* _The problem_:
Copy the listing below, switching each occurrence of "even-odd rule" to "nonzero winding rule" and leaving every other word and character as it is.

━━━ Records ━━━

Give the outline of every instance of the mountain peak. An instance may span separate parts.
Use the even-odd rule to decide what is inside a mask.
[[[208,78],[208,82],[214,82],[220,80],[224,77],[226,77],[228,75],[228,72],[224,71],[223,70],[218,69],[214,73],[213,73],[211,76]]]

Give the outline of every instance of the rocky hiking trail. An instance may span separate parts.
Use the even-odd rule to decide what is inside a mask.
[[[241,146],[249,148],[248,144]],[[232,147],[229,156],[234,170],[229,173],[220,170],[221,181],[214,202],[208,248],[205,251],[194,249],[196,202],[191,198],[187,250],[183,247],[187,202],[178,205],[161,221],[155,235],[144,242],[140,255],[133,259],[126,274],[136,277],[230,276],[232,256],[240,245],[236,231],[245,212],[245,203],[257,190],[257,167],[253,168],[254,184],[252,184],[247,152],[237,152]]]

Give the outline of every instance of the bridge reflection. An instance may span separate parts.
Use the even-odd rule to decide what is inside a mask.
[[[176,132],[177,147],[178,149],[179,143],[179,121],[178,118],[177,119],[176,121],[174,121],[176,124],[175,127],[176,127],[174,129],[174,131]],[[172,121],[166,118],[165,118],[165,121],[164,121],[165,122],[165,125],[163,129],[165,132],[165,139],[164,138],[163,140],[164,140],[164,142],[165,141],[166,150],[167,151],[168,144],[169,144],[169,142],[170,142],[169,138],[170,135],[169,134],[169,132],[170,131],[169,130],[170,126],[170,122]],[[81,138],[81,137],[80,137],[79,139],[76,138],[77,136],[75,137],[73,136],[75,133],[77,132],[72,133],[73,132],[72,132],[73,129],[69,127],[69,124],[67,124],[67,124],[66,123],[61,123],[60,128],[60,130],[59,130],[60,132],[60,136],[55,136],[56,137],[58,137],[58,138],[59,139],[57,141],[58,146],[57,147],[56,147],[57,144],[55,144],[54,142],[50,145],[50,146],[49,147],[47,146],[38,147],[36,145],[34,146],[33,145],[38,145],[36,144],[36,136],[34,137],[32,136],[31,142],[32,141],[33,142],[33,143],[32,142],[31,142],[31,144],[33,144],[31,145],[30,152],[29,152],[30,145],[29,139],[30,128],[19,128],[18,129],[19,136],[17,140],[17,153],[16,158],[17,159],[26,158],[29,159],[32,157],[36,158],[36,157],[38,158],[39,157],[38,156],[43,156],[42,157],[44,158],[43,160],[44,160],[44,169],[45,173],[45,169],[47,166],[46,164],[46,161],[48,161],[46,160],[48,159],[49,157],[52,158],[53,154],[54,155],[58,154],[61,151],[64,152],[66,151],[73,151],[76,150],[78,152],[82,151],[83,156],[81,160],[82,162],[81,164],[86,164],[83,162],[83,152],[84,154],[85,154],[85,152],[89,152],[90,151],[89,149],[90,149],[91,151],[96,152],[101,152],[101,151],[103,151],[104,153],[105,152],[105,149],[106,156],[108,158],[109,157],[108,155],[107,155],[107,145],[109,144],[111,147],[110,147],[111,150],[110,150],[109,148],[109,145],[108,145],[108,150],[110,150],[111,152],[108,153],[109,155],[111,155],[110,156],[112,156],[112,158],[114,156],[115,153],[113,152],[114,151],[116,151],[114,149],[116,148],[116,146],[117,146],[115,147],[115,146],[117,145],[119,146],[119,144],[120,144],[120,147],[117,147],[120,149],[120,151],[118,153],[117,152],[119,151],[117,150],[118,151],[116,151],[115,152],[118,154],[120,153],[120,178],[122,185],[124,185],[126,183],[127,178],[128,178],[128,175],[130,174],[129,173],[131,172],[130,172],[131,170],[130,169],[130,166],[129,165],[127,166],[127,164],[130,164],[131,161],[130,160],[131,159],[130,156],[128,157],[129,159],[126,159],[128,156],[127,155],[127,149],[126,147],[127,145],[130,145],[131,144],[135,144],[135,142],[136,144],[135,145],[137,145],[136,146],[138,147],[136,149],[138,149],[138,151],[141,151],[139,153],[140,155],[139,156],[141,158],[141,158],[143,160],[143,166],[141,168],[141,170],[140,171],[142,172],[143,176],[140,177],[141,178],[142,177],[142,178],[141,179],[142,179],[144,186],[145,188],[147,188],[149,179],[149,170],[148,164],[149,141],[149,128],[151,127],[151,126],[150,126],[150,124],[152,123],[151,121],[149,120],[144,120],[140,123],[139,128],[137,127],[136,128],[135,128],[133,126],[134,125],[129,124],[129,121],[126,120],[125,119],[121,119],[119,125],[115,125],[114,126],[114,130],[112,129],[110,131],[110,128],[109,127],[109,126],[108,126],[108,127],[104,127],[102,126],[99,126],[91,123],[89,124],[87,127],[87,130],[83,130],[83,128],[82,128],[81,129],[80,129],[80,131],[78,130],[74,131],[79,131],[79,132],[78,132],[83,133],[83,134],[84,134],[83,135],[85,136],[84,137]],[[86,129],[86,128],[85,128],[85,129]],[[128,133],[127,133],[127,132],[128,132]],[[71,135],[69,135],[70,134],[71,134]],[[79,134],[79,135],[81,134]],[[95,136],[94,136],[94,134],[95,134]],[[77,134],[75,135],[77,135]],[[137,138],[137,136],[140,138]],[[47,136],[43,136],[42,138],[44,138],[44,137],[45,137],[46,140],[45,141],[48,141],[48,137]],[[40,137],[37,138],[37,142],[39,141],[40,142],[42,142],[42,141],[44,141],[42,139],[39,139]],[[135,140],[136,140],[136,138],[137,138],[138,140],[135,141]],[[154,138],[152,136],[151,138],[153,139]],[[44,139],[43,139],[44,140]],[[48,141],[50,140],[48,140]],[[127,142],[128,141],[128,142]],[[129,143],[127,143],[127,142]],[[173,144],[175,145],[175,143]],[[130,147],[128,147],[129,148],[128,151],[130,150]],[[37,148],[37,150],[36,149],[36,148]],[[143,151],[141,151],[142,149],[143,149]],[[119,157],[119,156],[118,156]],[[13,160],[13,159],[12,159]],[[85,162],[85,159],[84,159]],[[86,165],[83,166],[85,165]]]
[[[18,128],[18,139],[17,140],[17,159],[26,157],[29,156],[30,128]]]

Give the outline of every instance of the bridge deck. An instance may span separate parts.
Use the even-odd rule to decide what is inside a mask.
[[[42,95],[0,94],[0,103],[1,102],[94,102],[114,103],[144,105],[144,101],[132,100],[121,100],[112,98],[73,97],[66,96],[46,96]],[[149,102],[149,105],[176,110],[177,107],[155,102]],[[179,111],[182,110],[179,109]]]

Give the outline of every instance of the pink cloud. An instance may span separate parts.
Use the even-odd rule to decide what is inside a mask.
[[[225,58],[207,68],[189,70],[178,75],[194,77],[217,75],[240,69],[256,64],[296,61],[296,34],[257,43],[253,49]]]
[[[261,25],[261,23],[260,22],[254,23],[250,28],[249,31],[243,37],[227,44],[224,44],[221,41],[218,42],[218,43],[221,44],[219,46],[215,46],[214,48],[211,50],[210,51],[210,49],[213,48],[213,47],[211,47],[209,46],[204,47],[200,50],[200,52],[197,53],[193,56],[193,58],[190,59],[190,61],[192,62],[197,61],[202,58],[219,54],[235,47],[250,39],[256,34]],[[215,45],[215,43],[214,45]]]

━━━

* _Reply_:
Give the outline of every instance of the mountain peak. An instance may span separate parts.
Use the nonzero winding rule to decide what is inside a mask.
[[[208,78],[208,82],[214,82],[220,80],[224,77],[226,77],[228,75],[228,72],[224,71],[223,70],[218,69],[214,73],[213,73],[211,76]]]

Give the outline of every instance of the rocky hiking trail. An instance may span separate parts.
Use the nonzero winding rule to decide what is inside a mask.
[[[241,146],[249,148],[248,144]],[[232,147],[229,156],[234,170],[229,173],[220,170],[221,181],[214,202],[208,248],[205,251],[194,249],[196,202],[191,198],[187,250],[183,247],[187,202],[178,205],[161,221],[155,235],[144,242],[140,255],[133,259],[126,274],[136,277],[230,276],[232,256],[240,245],[236,231],[245,212],[245,203],[257,190],[257,167],[253,168],[254,184],[252,184],[247,152],[237,152]]]

Give the outline of every instance of the bridge reflection. An instance may span separate parts.
Use the nonzero winding rule to decide what is inside a mask.
[[[176,132],[177,147],[178,149],[179,143],[179,121],[178,118],[177,119],[176,121],[174,121],[176,124],[175,127],[176,127],[174,129],[174,131]],[[172,121],[166,118],[165,118],[165,121],[164,121],[165,122],[165,125],[163,129],[165,132],[165,139],[164,138],[163,140],[164,140],[164,142],[165,141],[166,150],[167,151],[168,144],[169,144],[169,142],[170,142],[169,138],[170,135],[169,134],[169,132],[170,131],[169,130],[170,126],[170,122]],[[81,138],[81,137],[80,137],[79,139],[76,138],[77,136],[75,137],[73,136],[75,133],[77,132],[72,133],[73,132],[72,132],[73,129],[69,127],[69,124],[67,124],[67,124],[66,123],[61,123],[60,128],[60,130],[59,130],[60,132],[60,136],[55,136],[56,137],[58,137],[58,138],[59,139],[57,141],[58,146],[57,147],[56,147],[57,144],[55,144],[54,142],[50,145],[50,146],[49,147],[47,146],[38,147],[36,145],[34,146],[33,145],[38,145],[36,144],[36,136],[34,137],[32,136],[31,142],[32,141],[33,142],[33,143],[32,142],[31,142],[31,144],[33,144],[31,145],[30,152],[29,152],[30,145],[29,139],[30,128],[19,128],[18,129],[19,136],[17,140],[17,153],[16,158],[17,159],[26,158],[29,159],[32,157],[36,158],[36,157],[38,158],[39,157],[38,156],[43,156],[42,157],[44,158],[43,160],[44,160],[44,169],[45,173],[45,169],[47,166],[46,164],[46,161],[48,161],[46,160],[48,159],[49,157],[52,158],[53,154],[54,155],[58,154],[61,151],[64,152],[66,151],[73,151],[76,150],[78,152],[82,151],[83,156],[81,160],[82,162],[81,164],[86,164],[83,162],[83,152],[84,154],[85,154],[85,152],[89,152],[90,151],[89,149],[90,149],[91,151],[96,152],[101,152],[101,151],[103,151],[104,153],[105,152],[105,149],[106,156],[108,158],[109,157],[108,155],[107,155],[107,145],[109,144],[111,147],[110,147],[111,150],[110,150],[109,148],[109,145],[108,145],[108,150],[110,150],[111,152],[108,153],[109,155],[111,155],[110,156],[112,156],[112,158],[114,156],[115,153],[113,152],[114,151],[116,151],[114,149],[116,148],[116,146],[117,146],[115,147],[115,146],[117,145],[119,146],[119,144],[120,144],[120,147],[117,147],[120,149],[120,151],[118,153],[117,152],[119,151],[117,150],[118,151],[116,151],[115,152],[118,154],[120,153],[120,178],[122,185],[124,185],[126,183],[127,178],[128,178],[128,175],[130,174],[129,173],[131,172],[130,172],[131,170],[130,169],[130,166],[129,165],[127,166],[127,164],[130,164],[131,161],[130,160],[131,159],[130,156],[128,157],[129,159],[126,159],[128,156],[127,155],[127,149],[126,147],[127,145],[130,145],[131,144],[135,144],[135,142],[136,144],[135,145],[137,145],[136,146],[138,147],[136,149],[138,149],[138,151],[141,151],[139,153],[140,155],[139,156],[141,158],[141,158],[143,160],[143,166],[141,168],[141,170],[140,171],[142,172],[143,176],[140,177],[141,178],[142,177],[142,178],[141,179],[142,179],[144,186],[145,188],[147,188],[149,179],[149,170],[148,164],[149,141],[149,128],[151,127],[151,126],[150,126],[150,124],[152,123],[151,121],[149,120],[144,120],[140,123],[139,128],[137,127],[136,128],[135,128],[133,126],[134,125],[129,124],[129,121],[126,120],[125,119],[121,119],[119,125],[115,125],[114,126],[114,130],[112,129],[110,131],[110,128],[109,127],[109,126],[108,126],[108,127],[104,127],[102,126],[99,126],[91,123],[89,124],[87,127],[87,130],[83,130],[83,128],[82,128],[81,129],[80,129],[80,131],[78,130],[74,131],[79,131],[79,132],[78,132],[83,133],[83,134],[84,134],[83,135],[85,136],[84,137]],[[86,129],[86,128],[85,128],[85,129]],[[128,133],[127,133],[127,132],[128,132]],[[71,135],[69,135],[70,134],[71,134]],[[79,134],[79,135],[81,134]],[[95,136],[94,136],[94,134],[95,134]],[[77,134],[75,135],[77,135]],[[137,138],[137,136],[140,138]],[[47,136],[43,136],[42,138],[44,138],[44,137],[45,137],[46,140],[45,141],[48,141],[48,137]],[[40,137],[37,138],[37,142],[39,141],[40,142],[42,142],[42,141],[44,141],[42,139],[39,139]],[[135,140],[136,140],[136,138],[137,138],[138,140],[135,141]],[[154,138],[152,136],[151,138],[153,139]],[[44,139],[43,139],[44,140]],[[48,141],[50,140],[48,140]],[[127,142],[128,141],[128,142]],[[129,143],[127,143],[127,142]],[[173,144],[175,145],[175,143]],[[130,147],[128,147],[129,148],[128,151],[130,150]],[[37,148],[37,150],[36,149],[36,148]],[[143,151],[141,151],[142,149],[143,149]],[[119,157],[119,156],[118,156]],[[13,160],[13,159],[12,159]],[[85,162],[85,159],[84,159]],[[86,165],[83,166],[85,165]]]
[[[18,128],[18,139],[17,140],[17,159],[26,157],[29,156],[30,128]]]

Give the outline of every instance of the bridge deck. An instance may span separate parts.
Use the nonzero winding rule to decide what is inside a mask.
[[[42,95],[0,94],[0,103],[1,102],[94,102],[114,103],[144,105],[144,101],[132,100],[121,100],[112,98],[73,97],[66,96],[46,96]],[[149,102],[149,105],[176,110],[177,107],[155,102]],[[179,111],[182,110],[179,109]]]

Give the outline of every instance of the pink cloud. An instance may span separate parts.
Use the nonzero winding rule to decide what is inside a mask.
[[[225,58],[207,68],[189,70],[178,75],[194,77],[217,75],[240,69],[256,64],[296,61],[296,34],[257,43],[253,49]]]
[[[261,25],[261,23],[260,22],[254,23],[250,28],[249,31],[243,37],[227,44],[224,44],[221,41],[218,42],[218,43],[221,44],[219,46],[215,46],[214,48],[211,50],[210,51],[210,49],[213,48],[213,47],[211,47],[209,46],[204,47],[200,50],[200,52],[197,53],[193,56],[193,58],[190,59],[190,61],[192,62],[197,61],[202,58],[219,54],[235,47],[250,39],[256,34]],[[215,45],[215,43],[214,45]]]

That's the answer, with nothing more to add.